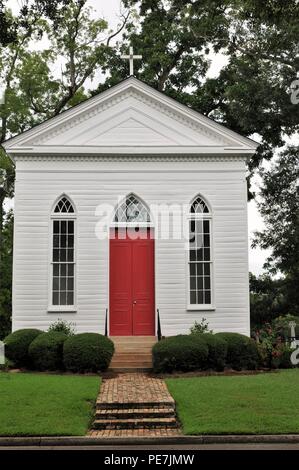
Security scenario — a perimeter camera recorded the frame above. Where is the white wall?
[13,157,249,336]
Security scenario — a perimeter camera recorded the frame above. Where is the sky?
[4,0,270,275]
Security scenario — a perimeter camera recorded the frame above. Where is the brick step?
[96,400,175,410]
[93,417,177,429]
[112,351,152,362]
[95,407,175,420]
--- --- ---
Change "perimeter camera" to "doorbell camera" throughout the lines above and write them out again with nothing else altered. Leave out the pictures.

Security scenario — a doorbell camera recorded the frame above. Where is the white wall?
[13,157,249,336]
Security scenario — a doorbell camera recorded the frame above. Where is the sky?
[4,0,270,275]
Security scenario — a doorbell camera recorded the frame above. Where is the brick step?
[96,400,175,410]
[93,417,177,429]
[112,351,152,362]
[95,407,175,420]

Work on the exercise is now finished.